**What to do**. What follows is a set of records; give them all back exactly.

**Excerpted data**.
====

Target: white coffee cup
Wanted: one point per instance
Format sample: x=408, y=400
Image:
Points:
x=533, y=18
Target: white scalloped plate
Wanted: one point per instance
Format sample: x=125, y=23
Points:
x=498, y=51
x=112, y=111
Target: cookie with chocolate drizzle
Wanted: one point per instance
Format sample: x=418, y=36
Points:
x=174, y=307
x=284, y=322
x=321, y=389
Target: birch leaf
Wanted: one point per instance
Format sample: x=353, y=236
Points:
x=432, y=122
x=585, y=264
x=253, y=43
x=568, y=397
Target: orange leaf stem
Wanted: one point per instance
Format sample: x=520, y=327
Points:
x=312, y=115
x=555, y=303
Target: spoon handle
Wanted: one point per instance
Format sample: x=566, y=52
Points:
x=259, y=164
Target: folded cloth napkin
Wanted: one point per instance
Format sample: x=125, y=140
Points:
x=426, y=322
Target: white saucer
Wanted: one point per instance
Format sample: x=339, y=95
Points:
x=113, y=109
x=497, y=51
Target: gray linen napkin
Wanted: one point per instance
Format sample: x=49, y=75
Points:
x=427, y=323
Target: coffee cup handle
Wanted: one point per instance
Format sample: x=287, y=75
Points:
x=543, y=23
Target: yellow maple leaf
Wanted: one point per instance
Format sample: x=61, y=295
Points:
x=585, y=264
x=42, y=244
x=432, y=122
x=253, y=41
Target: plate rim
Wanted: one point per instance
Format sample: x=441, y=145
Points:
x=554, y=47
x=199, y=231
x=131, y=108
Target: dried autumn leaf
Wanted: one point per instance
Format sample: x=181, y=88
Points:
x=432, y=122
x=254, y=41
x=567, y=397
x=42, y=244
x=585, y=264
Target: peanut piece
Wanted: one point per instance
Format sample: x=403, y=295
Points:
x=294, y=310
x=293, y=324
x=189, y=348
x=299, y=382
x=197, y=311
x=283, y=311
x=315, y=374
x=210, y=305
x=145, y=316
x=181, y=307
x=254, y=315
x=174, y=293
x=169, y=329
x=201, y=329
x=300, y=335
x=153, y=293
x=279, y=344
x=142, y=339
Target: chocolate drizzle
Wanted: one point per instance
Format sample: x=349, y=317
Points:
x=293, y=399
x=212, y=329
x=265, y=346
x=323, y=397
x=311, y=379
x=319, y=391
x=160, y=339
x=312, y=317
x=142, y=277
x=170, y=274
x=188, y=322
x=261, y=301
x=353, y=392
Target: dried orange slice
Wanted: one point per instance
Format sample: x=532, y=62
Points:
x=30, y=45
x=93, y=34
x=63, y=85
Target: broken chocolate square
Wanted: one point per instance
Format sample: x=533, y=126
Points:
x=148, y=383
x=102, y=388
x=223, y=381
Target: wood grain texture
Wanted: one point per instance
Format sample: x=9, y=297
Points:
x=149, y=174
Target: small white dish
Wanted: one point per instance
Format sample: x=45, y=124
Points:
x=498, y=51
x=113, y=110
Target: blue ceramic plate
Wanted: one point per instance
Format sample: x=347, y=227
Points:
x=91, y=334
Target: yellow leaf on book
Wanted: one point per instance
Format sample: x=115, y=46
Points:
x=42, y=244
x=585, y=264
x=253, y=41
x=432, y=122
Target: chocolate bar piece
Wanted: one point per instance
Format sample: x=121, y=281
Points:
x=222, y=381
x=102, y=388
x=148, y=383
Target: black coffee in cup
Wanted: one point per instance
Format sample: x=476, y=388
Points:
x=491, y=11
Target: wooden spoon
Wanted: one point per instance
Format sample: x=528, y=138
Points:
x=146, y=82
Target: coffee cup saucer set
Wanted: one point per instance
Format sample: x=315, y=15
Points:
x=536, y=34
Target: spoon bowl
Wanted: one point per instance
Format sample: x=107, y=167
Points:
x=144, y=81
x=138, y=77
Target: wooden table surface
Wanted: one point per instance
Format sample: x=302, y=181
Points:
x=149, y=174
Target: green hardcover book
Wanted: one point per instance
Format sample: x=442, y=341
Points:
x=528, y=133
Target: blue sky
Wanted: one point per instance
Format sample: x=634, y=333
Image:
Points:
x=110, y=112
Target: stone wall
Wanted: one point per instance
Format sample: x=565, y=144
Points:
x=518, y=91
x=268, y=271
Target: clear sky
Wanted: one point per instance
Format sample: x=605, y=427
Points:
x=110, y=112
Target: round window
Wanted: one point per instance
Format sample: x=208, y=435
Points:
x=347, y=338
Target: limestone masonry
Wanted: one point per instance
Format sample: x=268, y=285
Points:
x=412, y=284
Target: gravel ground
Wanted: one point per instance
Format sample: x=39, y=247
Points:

====

**Reply**.
Target: white coffee cup
Wanted: one point per instance
Format sample: x=408, y=400
Image:
Points:
x=533, y=18
Target: white scalloped plate
Wanted: one point per instance
Format sample: x=125, y=23
Points:
x=498, y=51
x=112, y=111
Target: cookie with chocolate drizzle
Wanted: one point per instance
Format sample: x=418, y=36
Points:
x=174, y=307
x=284, y=322
x=321, y=389
Target: birch leaf
Wanted: one point per instance
Format sample: x=353, y=236
Points:
x=432, y=122
x=585, y=264
x=253, y=43
x=568, y=397
Target: orange leaf stem
Wanted: one point per instance
Format sample: x=520, y=327
Points:
x=312, y=115
x=555, y=303
Target: spoon handle
Wanted: one point per instance
Format sample: x=566, y=52
Points:
x=259, y=164
Target: folded cloth napkin
Wanted: one point per instance
Format sample: x=125, y=140
Points:
x=426, y=322
Target: white saucer
Wanted: one point per instance
Format sample: x=339, y=95
Points:
x=113, y=109
x=497, y=51
Target: gray linen napkin
Wanted: one point per instance
Format sample: x=49, y=75
Points:
x=427, y=323
Target: coffee cup handle
Wanted: one point per instance
Format sample: x=287, y=75
Points:
x=543, y=23
Target: yellow maple leaf
Wanted: one point per instance
Format sample: x=61, y=295
Points:
x=585, y=264
x=42, y=244
x=432, y=122
x=253, y=41
Target: plate rim
Wanted: one point per instance
Format sample: x=441, y=145
Points:
x=554, y=47
x=199, y=231
x=131, y=108
Target: dried autumn leaf
Wanted: one point per instance
Format sample: x=181, y=88
Points:
x=432, y=122
x=254, y=41
x=567, y=397
x=42, y=244
x=585, y=264
Target: peanut piece
Wanted: one point per instance
Format sample: x=403, y=295
Points:
x=294, y=310
x=293, y=324
x=189, y=348
x=299, y=382
x=197, y=311
x=283, y=311
x=315, y=374
x=210, y=305
x=145, y=316
x=181, y=307
x=254, y=315
x=174, y=293
x=169, y=329
x=201, y=329
x=300, y=335
x=153, y=293
x=279, y=344
x=142, y=339
Target: chocolate drizzle
Wanted: one point per instance
Format sample: x=349, y=317
Points:
x=293, y=399
x=212, y=329
x=265, y=346
x=323, y=397
x=311, y=379
x=319, y=391
x=160, y=339
x=312, y=317
x=142, y=277
x=170, y=274
x=188, y=322
x=261, y=301
x=353, y=392
Target: dried orange slice
Wanted: one point per instance
Format sample: x=532, y=62
Points:
x=30, y=45
x=93, y=34
x=63, y=85
Target: broken chocolate square
Wanted: one point per instance
Format sample: x=533, y=126
Points:
x=148, y=383
x=102, y=388
x=223, y=381
Target: wood grain texture
Wanted: one point per instance
Format sample: x=9, y=297
Points:
x=149, y=174
Target: small white dish
Wanted: one point per instance
Format sample: x=45, y=124
Points:
x=498, y=51
x=113, y=110
Target: blue ceramic plate
Wanted: one point per instance
Format sample: x=347, y=227
Points:
x=91, y=334
Target: yellow leaf on book
Wanted: one point per instance
Format sample: x=115, y=46
Points:
x=42, y=244
x=585, y=264
x=253, y=41
x=432, y=122
Target: chocolate bar piece
Wanted: one point per instance
Format sample: x=121, y=281
Points:
x=222, y=381
x=102, y=388
x=148, y=383
Target: black coffee in cup
Wanted: one point per instance
Format sample: x=476, y=388
Points:
x=491, y=11
Target: wooden spoon
Wanted: one point per instance
Format sample: x=528, y=138
Points:
x=146, y=82
Target: coffee cup saucer set
Wanted: one point per instance
Format sample: x=315, y=15
Points:
x=536, y=34
Target: spoon bowl
Wanted: one point per instance
Format sample: x=107, y=167
Points:
x=144, y=81
x=138, y=77
Target: wooden table surface
Wanted: one point per instance
Format sample: x=302, y=181
Points:
x=149, y=174
Target: green hardcover book
Wanted: one point per instance
Format sample: x=442, y=341
Points:
x=528, y=133
Target: blue sky
Wanted: one point per instance
Format sample: x=634, y=333
Image:
Points:
x=110, y=112
Target: stone wall
Wanted: one point per instance
Format sample: x=565, y=144
Points:
x=518, y=91
x=268, y=271
Target: clear sky
Wanted: one point per instance
Format sample: x=605, y=427
Points:
x=110, y=112
Target: round window
Wanted: one point per instance
Format sample: x=208, y=435
Points:
x=347, y=338
Target: limestone masonry
Wanted: one point per instance
Format sample: x=268, y=285
Points:
x=412, y=284
Target: gravel ground
Wanted: one point per instance
Format sample: x=39, y=247
Points:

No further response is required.